**TASK REQUIREMENTS**
Write out again the lines from the line with "like [[601, 30]]." up to and including the line with "[[244, 665]]", requests included, adding -115 to every point coordinate in the answers.

Entries from a point annotation set:
━━━━━━
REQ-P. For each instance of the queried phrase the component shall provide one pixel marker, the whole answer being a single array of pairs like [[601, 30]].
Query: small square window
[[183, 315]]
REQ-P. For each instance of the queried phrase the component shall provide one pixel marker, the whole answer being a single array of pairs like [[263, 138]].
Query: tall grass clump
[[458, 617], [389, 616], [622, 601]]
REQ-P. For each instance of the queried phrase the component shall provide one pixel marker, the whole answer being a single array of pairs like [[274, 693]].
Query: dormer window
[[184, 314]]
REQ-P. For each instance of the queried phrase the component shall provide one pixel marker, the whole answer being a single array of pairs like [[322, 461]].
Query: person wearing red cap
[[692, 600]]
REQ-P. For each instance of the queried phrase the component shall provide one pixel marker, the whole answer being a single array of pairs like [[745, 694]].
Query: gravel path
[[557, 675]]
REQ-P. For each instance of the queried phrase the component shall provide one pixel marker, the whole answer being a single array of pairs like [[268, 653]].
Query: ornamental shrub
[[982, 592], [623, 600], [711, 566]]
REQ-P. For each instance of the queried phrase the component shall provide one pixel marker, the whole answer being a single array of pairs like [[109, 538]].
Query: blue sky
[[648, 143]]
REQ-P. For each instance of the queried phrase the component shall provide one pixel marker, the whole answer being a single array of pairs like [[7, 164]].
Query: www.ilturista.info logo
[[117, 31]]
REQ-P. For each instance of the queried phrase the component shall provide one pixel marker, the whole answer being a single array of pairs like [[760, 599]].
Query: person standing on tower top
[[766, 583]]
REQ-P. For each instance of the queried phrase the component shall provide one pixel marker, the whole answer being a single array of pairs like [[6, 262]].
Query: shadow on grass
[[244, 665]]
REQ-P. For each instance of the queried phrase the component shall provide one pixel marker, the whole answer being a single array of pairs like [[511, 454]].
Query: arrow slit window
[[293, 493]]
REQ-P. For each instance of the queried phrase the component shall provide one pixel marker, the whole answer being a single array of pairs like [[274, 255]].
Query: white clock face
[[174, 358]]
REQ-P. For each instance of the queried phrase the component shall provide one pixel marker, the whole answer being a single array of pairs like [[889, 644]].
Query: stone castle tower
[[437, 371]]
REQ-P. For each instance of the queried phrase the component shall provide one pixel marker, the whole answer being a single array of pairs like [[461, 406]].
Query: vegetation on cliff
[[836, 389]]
━━━━━━
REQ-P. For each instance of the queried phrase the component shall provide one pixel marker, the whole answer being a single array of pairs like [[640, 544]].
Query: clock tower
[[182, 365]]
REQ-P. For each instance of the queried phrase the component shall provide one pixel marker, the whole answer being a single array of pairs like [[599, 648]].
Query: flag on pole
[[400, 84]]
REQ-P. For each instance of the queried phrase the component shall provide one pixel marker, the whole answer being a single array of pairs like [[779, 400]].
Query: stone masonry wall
━━━━━━
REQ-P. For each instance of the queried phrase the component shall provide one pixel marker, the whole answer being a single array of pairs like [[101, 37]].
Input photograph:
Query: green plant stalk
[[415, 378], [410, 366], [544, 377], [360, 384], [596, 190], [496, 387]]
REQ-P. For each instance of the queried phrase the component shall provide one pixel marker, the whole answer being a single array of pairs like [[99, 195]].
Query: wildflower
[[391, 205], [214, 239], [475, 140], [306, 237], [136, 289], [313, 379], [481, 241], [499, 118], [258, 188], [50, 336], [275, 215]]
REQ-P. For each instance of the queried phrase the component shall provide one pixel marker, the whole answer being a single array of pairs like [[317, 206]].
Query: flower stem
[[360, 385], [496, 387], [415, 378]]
━━━━━━
**RESPONSE TO THIS TASK**
REQ-P. For each instance of the queried phrase the component shall provide one pixel marker, the whole answer being a single array of pairs like [[601, 30]].
Query: small square window
[[68, 200]]
REQ-P. For each instance of the queried phrase the component shall provide one pixel marker, the whole answer being a single array of pairs like [[263, 138]].
Query: tall grass clump
[[343, 502], [274, 501], [507, 486]]
REQ-P. For each instance of the queried phrase the component shall provide one pixel marker, the whole answer being a single array of pairs like [[274, 693]].
Query: dormer window
[[69, 199]]
REQ-P. For each instance of the queried phrase the component shall provide one pixel marker, the whole answer being a single array of pairs like [[322, 461]].
Query: person wearing red cap
[[577, 485]]
REQ-P. For each instance of the queried phrase the component shall provide one pixel marker, the whole answer being a single array of pairs like [[745, 694]].
Query: gravel path
[[442, 560]]
REQ-P. For each instance of the queried phrase the component shall provide one pixel marker, the whole answer being a single array of pairs like [[268, 653]].
Query: ornamental shrub
[[867, 477], [508, 485], [596, 451]]
REQ-P. For each instance of the queried phrase the component shall provide one pixel marker, the whole answer being a single array of pairs like [[109, 538]].
Query: blue sky
[[533, 28]]
REQ-P. For each instance of the queried phrase the component shall provide one pixel marker, the whole answer being a single array of pairs like [[7, 164]].
Query: www.ilturista.info logo
[[2, -84]]
REQ-P. For each instance of the queried phrase the component shall provide one pixel marker, the whole answer being a single array of pairs like [[760, 599]].
Query: person standing on tower top
[[651, 468]]
REQ-P. For each instance of the queried phrase the component shall provide one pixel marker, the whole answer being a single array of pairs like [[6, 262]].
Query: shadow on grass
[[129, 550]]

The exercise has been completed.